◆ **Фрагмент текста**:
━━━━━━

Как мне об’яснила Анюта, бабищи
раздают завиральные бумажки с якобы нереальными скидками, пред’явив которые в
кассу можно получить билет по номинальной стоимости (сиречь безо всякого
дисконту).

Бабищи внутре театра
распространяют программки, уже за деньги. Очереди в гардероб, куча мужчин с
творческими космулями и женщин с прозрачными рукавами. Прозрачные рукава
настойчиво предпочитают толстые низкорослые тетки, не считаясь ни с чем. Видимо
– такова традиция – раз театр, значит – рукава.

 Поход в большой-большой Моссовет
– это, бесспорно, событие и тут я говорю без всякого ерничанья. Портреты звезд
на стенах, прекрасный зал, крутой свет и костюмы. Вот только игра актеров
показалась нам пыльным партсобранием. Давали «Царство отца и сына» по Алексею
Толстому. Блеклые безбородые лесовики-боровики в роли бояр, ненатурально, как
на детском утреннике обсуждающие необходимость ставить нового царя или звать
старого. Типичный для современной традиции юродивый и старушечьи-истеричный
Иван Грозный.

Второй акт посвящен царству
«сына». Федора Иоанновича изображает Сухоруков. Его присутствие в постановке
очень порадовало теток с прозрачными рукавами. Игра в отзывах описывается как
«блестящая» и «выходящая из ряда». Именно Сухоруков достал нас больше всего.

━━━━━━

◆ **Извлечённые данные**:

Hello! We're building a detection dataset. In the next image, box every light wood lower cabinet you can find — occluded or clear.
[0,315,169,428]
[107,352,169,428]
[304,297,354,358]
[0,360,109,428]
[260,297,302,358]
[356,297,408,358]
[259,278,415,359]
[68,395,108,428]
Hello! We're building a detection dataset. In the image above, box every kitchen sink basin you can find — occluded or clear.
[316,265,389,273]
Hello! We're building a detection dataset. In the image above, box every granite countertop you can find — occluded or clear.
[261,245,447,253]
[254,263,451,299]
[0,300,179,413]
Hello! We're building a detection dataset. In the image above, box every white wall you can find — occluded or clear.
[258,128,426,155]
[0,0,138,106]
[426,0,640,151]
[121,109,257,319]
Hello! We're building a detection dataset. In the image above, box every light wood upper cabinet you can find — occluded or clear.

━━━━━━

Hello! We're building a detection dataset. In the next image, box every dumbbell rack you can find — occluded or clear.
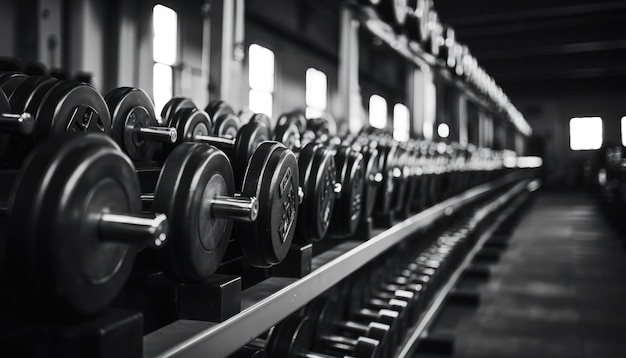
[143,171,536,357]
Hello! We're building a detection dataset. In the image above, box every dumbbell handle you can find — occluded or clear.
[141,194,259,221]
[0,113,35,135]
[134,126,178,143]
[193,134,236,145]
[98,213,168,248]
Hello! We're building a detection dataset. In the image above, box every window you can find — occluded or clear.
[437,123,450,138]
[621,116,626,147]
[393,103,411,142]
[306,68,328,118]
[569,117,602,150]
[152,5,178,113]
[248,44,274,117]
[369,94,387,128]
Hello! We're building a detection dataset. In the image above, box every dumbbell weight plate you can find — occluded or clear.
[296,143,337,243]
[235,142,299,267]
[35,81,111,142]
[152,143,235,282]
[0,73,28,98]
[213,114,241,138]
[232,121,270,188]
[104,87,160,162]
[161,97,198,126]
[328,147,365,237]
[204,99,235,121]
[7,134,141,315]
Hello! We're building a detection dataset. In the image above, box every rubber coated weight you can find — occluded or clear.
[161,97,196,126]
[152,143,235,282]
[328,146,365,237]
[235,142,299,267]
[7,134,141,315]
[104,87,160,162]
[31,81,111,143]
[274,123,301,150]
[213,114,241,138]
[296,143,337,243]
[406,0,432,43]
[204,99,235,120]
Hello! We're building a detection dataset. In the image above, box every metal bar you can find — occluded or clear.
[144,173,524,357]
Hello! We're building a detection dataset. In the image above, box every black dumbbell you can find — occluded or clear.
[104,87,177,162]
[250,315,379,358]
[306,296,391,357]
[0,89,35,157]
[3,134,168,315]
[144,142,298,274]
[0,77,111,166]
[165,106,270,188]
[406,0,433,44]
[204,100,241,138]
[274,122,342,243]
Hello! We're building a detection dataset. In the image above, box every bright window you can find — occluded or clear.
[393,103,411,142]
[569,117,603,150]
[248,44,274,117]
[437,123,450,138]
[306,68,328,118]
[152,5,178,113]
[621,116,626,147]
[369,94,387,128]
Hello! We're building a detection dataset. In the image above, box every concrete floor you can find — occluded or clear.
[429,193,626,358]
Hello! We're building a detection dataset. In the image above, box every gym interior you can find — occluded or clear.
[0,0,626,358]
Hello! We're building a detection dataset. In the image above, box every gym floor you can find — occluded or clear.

━━━━━━

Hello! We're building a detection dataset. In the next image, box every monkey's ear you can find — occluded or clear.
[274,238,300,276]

━━━━━━

◆ **Задание 1**:
Ответьте на вопросы по тексту о походе в театр Моссовета:
(а) Что бабищи распространяют внутри театра и на каких условиях?
(б) Какой спектакль давали и по чьему произведению?
(в) Кто изображает Федора Иоанновича?
◆ **Задание 2**:
Допишите текст о походе в театр Моссовета, начав сразу после его последнего предложения.
Листинг — отдельный материал, с текстом он не связан.

◆ **Ответ 1**:
(а) Программки, уже за деньги.
(б) «Царство отца и сына» по Алексею Толстому.
(в) Сухоруков.

◆ **Ответ 2**:
Вышедший из небытия на гребне «Брата», он, судя по всему, решил всячески
откреститься от брутальности и криминала, сделав ставку на «духовность» и
«всепрощение». Большую часть своих слов он произносил ненатурально высоким
голосом с просительно-слезливыми нотами. Оно, может, так Федора Иоанновича
играть и следовает, но на тех же нотах он часто дает и телевизионные интервью. В
конце ему хлопали больше всех – зря он открещивается от славы Татарина.


 Я вот думаю, гитисовцы, молодые и
горячие, играющие сейчас в перченых, современных пьесах, они ведь стремятся в большие
театры, в тот же Моссовет. Станут ли они потом такими же двухмерными, как
безбородые бояре? Или, что еще хуже, они пойдут по пути своего бывшего
сокурсника Звягинцева, давшего миру «Возвращение» и «Изгнание»?
 Однофамилец шолоховского
Звягинцева, которого Лопахин обвинял в поверхностности — обладатель золотых
львов и орлов — максимально глубок. Глубина – основной образ и стиль работы
товарища. Из-под воды начинается «Возвращение», там же оно и заканчивается. Глубина
всячески усиливается суперглубокими взглядами Константина Лавроненко – человека
со стремящимся носом и подбородком, изображающего в обоих фильмах ужасно
харизматичного мушшину, которого хочется с ходу убить и больше к этой теме не
«Возвращаться». Но если «Возвращение» как-то оживляют два пацана и история про
лодку и остров, то «Изгнание» смотреть болезненно трудно (сравнение с шурупом в
ляжке так просто не приходит, знаете ли…). Пятиминутные сцены с участием одного
актера – это, решительно, находка! Тетка сидит и задумчиво грустит. Потом она встает
и задумчиво грустит стоя. Мужик спит, голова повернута влево. Должен же
Звягинцев показать, как спят мужики с головой, повернутой вправо? Мужик громко
сцыт в ведро: очень важный образ, не будь его, еще неизвестно, дали бы
Звягинцеву золотого льва. Ведь как иначе раскроешь глубину русской культуры и
традиционной христианской русской души? Ну и заунывная музыка, ответственного
за которую даже настойчиво суют в титры.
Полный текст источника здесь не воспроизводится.